(Rows from a dataset)
++++
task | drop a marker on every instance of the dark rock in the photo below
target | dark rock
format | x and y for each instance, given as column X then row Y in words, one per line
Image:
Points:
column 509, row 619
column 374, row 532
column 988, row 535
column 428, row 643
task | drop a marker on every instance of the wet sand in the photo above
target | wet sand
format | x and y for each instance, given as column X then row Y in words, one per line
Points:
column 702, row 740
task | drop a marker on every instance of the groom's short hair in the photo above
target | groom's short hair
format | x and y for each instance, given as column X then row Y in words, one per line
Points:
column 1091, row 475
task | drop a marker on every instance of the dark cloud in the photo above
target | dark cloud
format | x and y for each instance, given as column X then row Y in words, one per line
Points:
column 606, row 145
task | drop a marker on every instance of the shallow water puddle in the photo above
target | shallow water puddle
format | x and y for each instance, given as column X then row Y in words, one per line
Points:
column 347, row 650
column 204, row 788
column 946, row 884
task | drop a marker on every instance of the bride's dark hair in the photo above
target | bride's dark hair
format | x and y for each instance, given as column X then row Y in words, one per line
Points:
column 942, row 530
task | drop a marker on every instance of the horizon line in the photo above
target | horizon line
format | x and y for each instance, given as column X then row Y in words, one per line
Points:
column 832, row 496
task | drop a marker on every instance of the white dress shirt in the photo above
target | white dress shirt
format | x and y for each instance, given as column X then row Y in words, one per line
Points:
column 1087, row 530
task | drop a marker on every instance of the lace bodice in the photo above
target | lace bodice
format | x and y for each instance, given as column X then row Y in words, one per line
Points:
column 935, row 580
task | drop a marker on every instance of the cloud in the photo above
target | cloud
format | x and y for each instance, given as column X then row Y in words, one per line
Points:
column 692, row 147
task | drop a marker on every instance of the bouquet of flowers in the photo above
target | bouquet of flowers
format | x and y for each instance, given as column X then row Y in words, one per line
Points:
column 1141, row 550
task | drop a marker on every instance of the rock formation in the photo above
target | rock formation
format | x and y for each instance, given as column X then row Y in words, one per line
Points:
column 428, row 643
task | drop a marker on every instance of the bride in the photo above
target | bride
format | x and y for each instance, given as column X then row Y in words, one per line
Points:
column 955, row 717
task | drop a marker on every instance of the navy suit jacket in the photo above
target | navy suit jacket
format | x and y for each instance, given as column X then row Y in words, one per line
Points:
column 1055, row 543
++++
▸ TASK:
Reproduce the lines from the start of the items through the line holding "column 935, row 580", with that line included.

▸ IN RESPONSE:
task | drop a marker on every instance of the dark rock in the photo below
target | dark rock
format | x and y for each instance, given as column X then row Y in words, one per line
Image:
Points:
column 509, row 619
column 374, row 532
column 988, row 535
column 428, row 643
task | drop a marker on every instance of the wet sand in the photo above
target | wet sand
format | x and y for each instance, given as column X then row Y in words, one per line
Points:
column 702, row 740
task | drop a marker on every instance of the groom's short hair in the photo above
target | groom's short hair
format | x and y for each instance, given as column X then row Y in words, one per line
Points:
column 1091, row 475
task | drop a marker on every instance of the dark cloud in the photo above
target | dark cloud
format | x and y for each instance, given as column X then row Y in words, one per line
Points:
column 606, row 145
task | drop a marker on every instance of the shallow water puddle in the photo above
target | shallow water puddle
format | x and y for each instance, given as column X then row Y in words, one per line
Points:
column 347, row 650
column 204, row 788
column 946, row 884
task | drop a marker on every instance of the bride's dark hair in the photo above
target | bride's dark hair
format | x and y for each instance, given as column X then row Y in words, one per line
Points:
column 942, row 530
task | drop a marker on every instance of the horizon line in the photo above
target | horizon line
format | x and y for each instance, given as column X then row Y in words, one per line
Points:
column 832, row 496
task | drop a marker on every instance of the white dress shirt in the photo above
target | white dress shirt
format | x and y for each instance, given as column X then row Y in words, one per line
Points:
column 1087, row 530
task | drop a marker on every instance of the lace bodice in the photo above
target | lace bodice
format | x and y for each instance, given as column X then row Y in words, one per line
Points:
column 935, row 580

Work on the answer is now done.